++++ EXCERPT ++++

From 302d8afc5ea031ae862805333f1d5a67818e739e Mon Sep 17 00:00:00 2001
From: MatDag <mathieu.dagreou@inria.fr>
Date: Wed, 23 Oct 2024 11:18:18 +0200
Subject: [PATCH 43/50] ENH rm generate_matrices

---
 datasets/template_dataset.py | 49 ++----------------------------------
 1 file changed, 2 insertions(+), 47 deletions(-)

diff --git a/datasets/template_dataset.py b/datasets/template_dataset.py
index 83d851a..3cf15b6 100644
--- a/datasets/template_dataset.py
+++ b/datasets/template_dataset.py
@@ -12,43 +12,6 @@
     from jaxopt import LBFGS  # useful to define the value function
 
 
-def generate_matrices(dim_inner, dim_outer, key=jax.random.PRNGKey(0)):
-    """Generates the different matrices of the inner and outer quadratic
-    functions."""
-    keys = jax.random.split(key, 3)
-    eig_inner = jnp.logpsace(-1, 0, dim_inner)
-    sing_cross = jnp.logpsace(-1, 0, min(dim_inner, dim_outer))

++++

• [EXERCISE OBJECTIVE]: Carry on the patch removing generate_matrices from template_dataset.py, starting from the last line shown.

++++ DATASET RECORDS ++++

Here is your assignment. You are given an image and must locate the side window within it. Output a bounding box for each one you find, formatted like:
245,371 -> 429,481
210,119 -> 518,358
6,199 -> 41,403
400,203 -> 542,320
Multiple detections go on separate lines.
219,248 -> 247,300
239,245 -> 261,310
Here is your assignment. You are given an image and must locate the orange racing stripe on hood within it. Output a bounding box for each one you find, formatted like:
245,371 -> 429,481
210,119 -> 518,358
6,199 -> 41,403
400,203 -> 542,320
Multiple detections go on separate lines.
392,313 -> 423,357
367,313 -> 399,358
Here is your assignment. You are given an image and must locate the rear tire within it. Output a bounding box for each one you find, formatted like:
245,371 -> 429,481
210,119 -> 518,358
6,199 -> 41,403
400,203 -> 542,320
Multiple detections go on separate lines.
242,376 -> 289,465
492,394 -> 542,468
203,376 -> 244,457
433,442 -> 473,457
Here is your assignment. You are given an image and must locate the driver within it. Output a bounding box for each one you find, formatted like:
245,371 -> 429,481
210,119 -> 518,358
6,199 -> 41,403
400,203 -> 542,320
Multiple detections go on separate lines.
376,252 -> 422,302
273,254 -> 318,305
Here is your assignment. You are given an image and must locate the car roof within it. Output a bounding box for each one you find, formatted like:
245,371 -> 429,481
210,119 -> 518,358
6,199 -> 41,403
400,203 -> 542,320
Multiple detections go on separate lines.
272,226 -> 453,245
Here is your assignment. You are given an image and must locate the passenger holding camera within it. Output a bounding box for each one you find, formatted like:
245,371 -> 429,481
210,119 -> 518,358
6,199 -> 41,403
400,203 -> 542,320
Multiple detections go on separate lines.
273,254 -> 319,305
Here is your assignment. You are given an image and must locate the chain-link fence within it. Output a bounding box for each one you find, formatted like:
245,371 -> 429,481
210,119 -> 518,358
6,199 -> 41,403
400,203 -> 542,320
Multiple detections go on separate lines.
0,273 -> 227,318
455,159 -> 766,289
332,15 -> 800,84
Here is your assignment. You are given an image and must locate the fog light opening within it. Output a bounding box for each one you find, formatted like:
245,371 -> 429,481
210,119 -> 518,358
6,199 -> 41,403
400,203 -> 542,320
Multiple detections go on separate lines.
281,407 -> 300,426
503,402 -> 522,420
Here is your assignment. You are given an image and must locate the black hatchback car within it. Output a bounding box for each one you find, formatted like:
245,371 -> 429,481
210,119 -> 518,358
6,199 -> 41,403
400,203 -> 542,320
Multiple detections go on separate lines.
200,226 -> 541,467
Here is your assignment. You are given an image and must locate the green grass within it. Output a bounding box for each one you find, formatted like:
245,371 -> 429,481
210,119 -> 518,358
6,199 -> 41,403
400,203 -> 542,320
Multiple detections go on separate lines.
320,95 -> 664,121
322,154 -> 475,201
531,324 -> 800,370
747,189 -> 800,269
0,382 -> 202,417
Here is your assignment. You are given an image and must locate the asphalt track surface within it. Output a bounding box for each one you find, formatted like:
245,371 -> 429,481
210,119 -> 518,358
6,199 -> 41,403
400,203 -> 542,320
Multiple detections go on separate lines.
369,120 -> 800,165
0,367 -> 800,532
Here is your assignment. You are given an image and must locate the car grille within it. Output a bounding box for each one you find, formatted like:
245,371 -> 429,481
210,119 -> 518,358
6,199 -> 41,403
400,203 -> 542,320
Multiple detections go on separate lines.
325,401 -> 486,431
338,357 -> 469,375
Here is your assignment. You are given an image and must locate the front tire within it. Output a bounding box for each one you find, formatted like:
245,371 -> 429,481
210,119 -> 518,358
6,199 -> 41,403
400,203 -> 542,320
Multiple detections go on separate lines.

++++

• [ANSWER TO THE EXERCISE]:
-
-    # Matrix generation for the inner function
-    # Generate a PSD matrix with eigenvalues `eig_inner`
-    hess_inner = jax.random.normal(keys[0], (dim_inner, dim_inner))
-    U, _, _ = jnp.linalg.svd(hess_inner)
-    hess_inner = U @ jnp.diag(eig_inner) @ U.T
-
-    # Generate a matrix with singular values `sing_cross`
-    cross_inner = jax.random.normal(keys[1], (dim_outer, dim_inner))
-    D = jnp.zeros((dim_outer, dim_inner))
-    D = D.at[:min(dim_outer, dim_inner), :min(dim_outer, dim_inner)].set(
-        jnp.diag(sing_cross)
-    )
-    U, _, V = jnp.linalg.svd(cross_inner)
-    cross_inner = U @ D @ V.T
-
-    hess_outer = jax.random.normal(keys[2], (dim_inner, dim_inner))
-    U, _, _ = jnp.linalg.svd(hess_outer)
-    hess_outer = U @ jnp.diag(eig_inner) @ U.T
-
-    return hess_inner, cross_inner, hess_outer
-
-
-def quadratic(inner_var, outer_var, hess_inner, cross):
-    """Defines a quadratic function for given hessian and cross
-    derivative matrices."""
-    res = .5 * inner_var @ (hess_inner @ inner_var)
-    res += outer_var @ cross @ inner_var
-    return res
-
-
 # All datasets must be named `Dataset` and inherit from `BaseDataset`
 class Dataset(BaseDataset):
     """How to add a new problem to the benchmark?
@@ -98,12 +61,6 @@ def get_data(self):
             Function that initializes the inner and outer variables.
         """
 
-        hess_inner, cross, hess_outer = (
-            generate_matrices(
-                self.dim_inner, self.dim_outer
-            )
-        )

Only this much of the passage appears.